▶ [Instructions to follow] Starting at the beginning of the data and going on through the line that contains "[[17, 216]]", arrange the data as a two-column CSV with the columns input and output. Give one row for each wording and the answer that follows it, with each value in a single quoted field and line breaks replaced by spaces.
_ _ _ _ _ _ _
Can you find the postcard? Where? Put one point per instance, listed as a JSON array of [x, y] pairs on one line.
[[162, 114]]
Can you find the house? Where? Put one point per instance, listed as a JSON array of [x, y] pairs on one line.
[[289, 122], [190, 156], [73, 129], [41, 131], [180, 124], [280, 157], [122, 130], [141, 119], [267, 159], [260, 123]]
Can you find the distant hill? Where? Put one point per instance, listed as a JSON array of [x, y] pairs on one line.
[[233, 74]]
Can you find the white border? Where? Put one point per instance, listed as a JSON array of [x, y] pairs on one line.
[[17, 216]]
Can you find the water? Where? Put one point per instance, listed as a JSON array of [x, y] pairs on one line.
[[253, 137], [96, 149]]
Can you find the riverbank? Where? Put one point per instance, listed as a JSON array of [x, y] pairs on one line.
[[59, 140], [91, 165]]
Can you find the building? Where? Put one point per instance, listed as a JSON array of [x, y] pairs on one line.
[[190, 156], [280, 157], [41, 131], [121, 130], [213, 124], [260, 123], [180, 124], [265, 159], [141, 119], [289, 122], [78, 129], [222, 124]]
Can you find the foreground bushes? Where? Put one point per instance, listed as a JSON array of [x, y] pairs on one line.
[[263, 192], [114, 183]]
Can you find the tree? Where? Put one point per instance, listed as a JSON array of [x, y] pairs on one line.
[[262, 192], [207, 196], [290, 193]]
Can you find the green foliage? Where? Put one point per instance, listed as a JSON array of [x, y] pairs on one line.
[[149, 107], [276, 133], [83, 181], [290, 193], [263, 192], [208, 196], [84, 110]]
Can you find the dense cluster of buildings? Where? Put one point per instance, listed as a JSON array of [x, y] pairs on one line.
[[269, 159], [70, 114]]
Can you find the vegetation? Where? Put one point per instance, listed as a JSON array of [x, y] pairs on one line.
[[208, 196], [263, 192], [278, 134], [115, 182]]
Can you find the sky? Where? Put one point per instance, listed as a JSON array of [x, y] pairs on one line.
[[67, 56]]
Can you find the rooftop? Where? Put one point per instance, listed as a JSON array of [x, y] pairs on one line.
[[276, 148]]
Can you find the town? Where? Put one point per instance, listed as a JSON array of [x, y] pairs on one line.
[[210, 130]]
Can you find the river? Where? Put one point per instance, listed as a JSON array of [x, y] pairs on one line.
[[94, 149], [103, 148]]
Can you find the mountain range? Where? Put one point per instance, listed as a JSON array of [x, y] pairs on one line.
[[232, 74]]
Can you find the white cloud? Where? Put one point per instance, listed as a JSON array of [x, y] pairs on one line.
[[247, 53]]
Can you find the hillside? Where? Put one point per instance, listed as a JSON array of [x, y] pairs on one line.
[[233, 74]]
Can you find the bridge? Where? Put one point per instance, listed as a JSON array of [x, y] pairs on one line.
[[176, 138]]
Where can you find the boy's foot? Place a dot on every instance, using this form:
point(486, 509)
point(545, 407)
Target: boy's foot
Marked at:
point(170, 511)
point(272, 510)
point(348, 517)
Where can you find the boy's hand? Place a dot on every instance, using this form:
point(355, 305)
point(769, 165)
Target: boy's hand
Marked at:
_ _ _ _ _ _ _
▶ [Response to this task]
input,output
"Can you find the postcard? Where? Put one point per instance, listed as a JSON array of [x, y] pairs on one line.","[[162, 114]]"
"Can you find the house? Where? Put one point per instance, listed as a JSON array of [x, y] pairs on one line.","[[289, 122], [190, 156], [73, 129], [41, 131], [180, 124], [280, 157], [122, 130], [141, 119], [267, 159], [260, 123]]"
"Can you find the distant hill? Where? Put one point per instance, listed as a JSON array of [x, y] pairs on one line.","[[233, 74]]"
"Can you find the white border? Where? Put one point per instance, listed as a JSON array of [x, y] pairs on one line.","[[17, 216]]"